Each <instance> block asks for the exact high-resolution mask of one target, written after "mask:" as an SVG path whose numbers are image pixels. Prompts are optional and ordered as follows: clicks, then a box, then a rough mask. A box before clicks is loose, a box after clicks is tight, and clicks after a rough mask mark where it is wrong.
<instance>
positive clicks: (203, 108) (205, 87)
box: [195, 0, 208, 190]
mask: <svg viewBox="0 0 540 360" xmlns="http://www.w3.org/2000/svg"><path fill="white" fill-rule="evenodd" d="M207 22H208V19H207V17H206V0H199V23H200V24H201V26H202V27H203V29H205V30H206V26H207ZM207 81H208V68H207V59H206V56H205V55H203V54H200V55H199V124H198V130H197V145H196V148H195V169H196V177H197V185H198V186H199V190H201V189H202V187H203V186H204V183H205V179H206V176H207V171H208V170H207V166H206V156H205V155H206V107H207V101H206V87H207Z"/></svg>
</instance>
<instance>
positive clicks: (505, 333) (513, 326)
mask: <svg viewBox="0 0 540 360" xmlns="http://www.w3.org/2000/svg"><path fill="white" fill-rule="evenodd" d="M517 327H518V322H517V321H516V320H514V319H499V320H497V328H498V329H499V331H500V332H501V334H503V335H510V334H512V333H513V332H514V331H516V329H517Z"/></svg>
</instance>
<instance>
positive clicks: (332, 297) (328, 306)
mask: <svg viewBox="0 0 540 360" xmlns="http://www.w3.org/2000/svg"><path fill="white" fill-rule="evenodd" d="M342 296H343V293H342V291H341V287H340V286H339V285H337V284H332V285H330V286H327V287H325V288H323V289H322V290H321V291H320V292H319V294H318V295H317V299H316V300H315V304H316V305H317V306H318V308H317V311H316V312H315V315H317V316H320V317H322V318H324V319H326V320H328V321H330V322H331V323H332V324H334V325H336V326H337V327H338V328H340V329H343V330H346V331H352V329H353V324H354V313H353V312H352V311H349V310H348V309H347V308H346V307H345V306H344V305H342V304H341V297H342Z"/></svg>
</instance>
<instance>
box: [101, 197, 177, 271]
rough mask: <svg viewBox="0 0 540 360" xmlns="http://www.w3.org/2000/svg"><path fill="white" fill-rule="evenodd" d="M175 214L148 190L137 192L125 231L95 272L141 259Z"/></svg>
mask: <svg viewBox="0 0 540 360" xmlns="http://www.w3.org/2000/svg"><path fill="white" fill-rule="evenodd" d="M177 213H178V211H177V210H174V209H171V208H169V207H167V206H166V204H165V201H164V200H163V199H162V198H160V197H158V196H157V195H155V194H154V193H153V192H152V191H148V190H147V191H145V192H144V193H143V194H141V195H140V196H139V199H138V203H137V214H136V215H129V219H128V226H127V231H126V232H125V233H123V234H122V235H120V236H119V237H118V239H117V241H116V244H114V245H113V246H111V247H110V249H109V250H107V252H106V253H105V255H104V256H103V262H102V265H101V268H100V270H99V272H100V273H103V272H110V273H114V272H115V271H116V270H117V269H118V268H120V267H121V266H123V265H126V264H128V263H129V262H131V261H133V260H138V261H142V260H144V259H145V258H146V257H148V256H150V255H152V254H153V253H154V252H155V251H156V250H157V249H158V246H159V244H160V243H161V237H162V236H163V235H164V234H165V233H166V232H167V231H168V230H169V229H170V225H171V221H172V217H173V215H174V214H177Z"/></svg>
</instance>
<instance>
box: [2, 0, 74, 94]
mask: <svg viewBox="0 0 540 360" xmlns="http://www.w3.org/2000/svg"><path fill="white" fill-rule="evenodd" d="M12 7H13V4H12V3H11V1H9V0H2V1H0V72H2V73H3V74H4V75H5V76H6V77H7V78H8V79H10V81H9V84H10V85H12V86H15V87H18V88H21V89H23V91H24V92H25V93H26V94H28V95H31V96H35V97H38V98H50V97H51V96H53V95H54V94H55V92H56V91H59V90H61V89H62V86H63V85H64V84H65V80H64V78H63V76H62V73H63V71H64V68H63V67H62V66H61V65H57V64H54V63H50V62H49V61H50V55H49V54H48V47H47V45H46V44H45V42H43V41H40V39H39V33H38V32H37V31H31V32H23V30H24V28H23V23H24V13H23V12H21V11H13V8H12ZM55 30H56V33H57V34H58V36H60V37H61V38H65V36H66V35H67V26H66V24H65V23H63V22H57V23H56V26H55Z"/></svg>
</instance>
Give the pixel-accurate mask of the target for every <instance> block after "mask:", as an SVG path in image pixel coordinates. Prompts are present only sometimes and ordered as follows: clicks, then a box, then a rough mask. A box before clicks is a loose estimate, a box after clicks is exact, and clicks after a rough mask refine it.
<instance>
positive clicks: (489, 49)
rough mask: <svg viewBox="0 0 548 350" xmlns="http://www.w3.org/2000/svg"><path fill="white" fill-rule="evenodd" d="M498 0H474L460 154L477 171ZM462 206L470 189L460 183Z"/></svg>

□ □ □ □ □

Your answer should be the whole listing above, repeated exactly as it appears.

Each <instance> block asks for the exact high-resolution mask of one target, written after "mask:" as an SVG path whose numbers are image pixels. Prompts are optional and ordered as follows: clicks, then a box, then a rough mask. A box before clicks is loose, a box after clicks is tight, and clicks after a rough mask mark where it is wrong.
<instance>
positive clicks: (203, 108) (205, 87)
box: [195, 0, 208, 190]
mask: <svg viewBox="0 0 540 360" xmlns="http://www.w3.org/2000/svg"><path fill="white" fill-rule="evenodd" d="M207 22H208V19H207V17H206V0H199V23H200V24H201V26H202V27H203V29H205V30H206V26H207ZM207 81H208V68H207V59H206V56H205V55H203V54H200V55H199V124H198V130H197V145H196V148H195V169H196V177H197V185H198V186H199V190H201V189H202V187H203V186H204V183H205V179H206V176H207V171H208V170H207V166H206V156H205V155H206V107H207V101H206V87H207Z"/></svg>
</instance>
<instance>
positive clicks: (505, 333) (513, 326)
mask: <svg viewBox="0 0 540 360" xmlns="http://www.w3.org/2000/svg"><path fill="white" fill-rule="evenodd" d="M517 327H518V322H517V321H516V320H514V319H499V320H497V328H498V329H499V331H500V332H501V334H503V335H510V334H512V333H513V332H514V331H516V329H517Z"/></svg>
</instance>
<instance>
positive clicks: (332, 297) (328, 306)
mask: <svg viewBox="0 0 540 360" xmlns="http://www.w3.org/2000/svg"><path fill="white" fill-rule="evenodd" d="M342 296H343V293H342V291H341V287H340V286H339V285H337V284H332V285H330V286H327V287H325V288H323V289H322V290H321V291H320V292H319V294H318V295H317V299H316V300H315V304H316V305H317V306H318V308H317V311H316V312H315V315H317V316H320V317H322V318H324V319H326V320H328V321H330V322H331V323H332V324H334V325H336V326H337V327H338V328H340V329H343V330H346V331H352V329H353V324H354V313H353V312H352V311H349V310H348V309H347V308H346V307H345V306H344V305H342V304H341V297H342Z"/></svg>
</instance>
<instance>
box: [101, 197, 177, 271]
rough mask: <svg viewBox="0 0 540 360" xmlns="http://www.w3.org/2000/svg"><path fill="white" fill-rule="evenodd" d="M175 214L148 190L137 192L125 231L95 272L141 259Z"/></svg>
mask: <svg viewBox="0 0 540 360" xmlns="http://www.w3.org/2000/svg"><path fill="white" fill-rule="evenodd" d="M177 213H178V211H177V210H174V209H171V208H169V207H167V206H166V204H165V201H164V200H163V199H162V198H160V197H158V196H157V195H155V194H154V193H153V192H152V191H148V190H147V191H145V192H144V193H143V194H141V195H140V196H139V199H138V203H137V214H136V215H129V219H128V226H127V231H126V232H125V233H123V234H122V235H120V236H119V237H118V239H117V241H116V244H114V245H113V246H111V247H110V249H109V250H107V252H106V253H105V255H104V256H103V262H102V265H101V268H100V270H99V272H100V273H103V272H110V273H114V272H115V271H116V270H117V269H118V268H120V267H121V266H123V265H126V264H128V263H129V262H131V261H133V260H138V261H142V260H144V259H145V258H146V257H148V256H150V255H152V254H153V253H154V252H155V251H156V250H157V249H158V246H159V244H160V243H161V237H162V236H163V235H164V234H165V233H166V232H167V231H168V230H169V229H170V225H171V221H172V217H173V215H174V214H177Z"/></svg>
</instance>
<instance>
box: [2, 0, 74, 94]
mask: <svg viewBox="0 0 540 360" xmlns="http://www.w3.org/2000/svg"><path fill="white" fill-rule="evenodd" d="M12 7H13V4H12V3H11V1H9V0H2V1H0V72H2V73H3V74H4V75H5V76H6V77H7V78H8V79H10V81H9V84H10V85H12V86H15V87H18V88H21V89H23V91H24V92H25V93H26V94H28V95H31V96H35V97H38V98H50V97H51V96H53V95H54V94H55V92H56V91H59V90H61V89H62V86H63V85H64V84H65V80H64V78H63V76H62V73H63V71H64V68H63V67H62V66H61V65H57V64H54V63H50V62H49V61H50V55H49V54H48V47H47V45H46V44H45V42H43V41H40V39H39V33H38V32H37V31H31V32H23V30H24V28H23V23H24V13H23V12H21V11H13V8H12ZM55 30H56V33H57V34H58V36H60V37H61V38H65V36H66V35H67V26H66V24H65V23H63V22H57V23H56V26H55Z"/></svg>
</instance>
Give the pixel-accurate mask of the target for every <instance> block after "mask:", as an SVG path in image pixel coordinates. Prompts are present only sometimes and ordered as follows: clicks, then a box, then a rough mask. A box before clicks is a loose estimate, a box after clicks is exact, and clicks after a rough mask refine it.
<instance>
positive clicks: (489, 49)
rough mask: <svg viewBox="0 0 548 350" xmlns="http://www.w3.org/2000/svg"><path fill="white" fill-rule="evenodd" d="M498 0H474L460 154L477 171ZM462 206L470 189L460 183Z"/></svg>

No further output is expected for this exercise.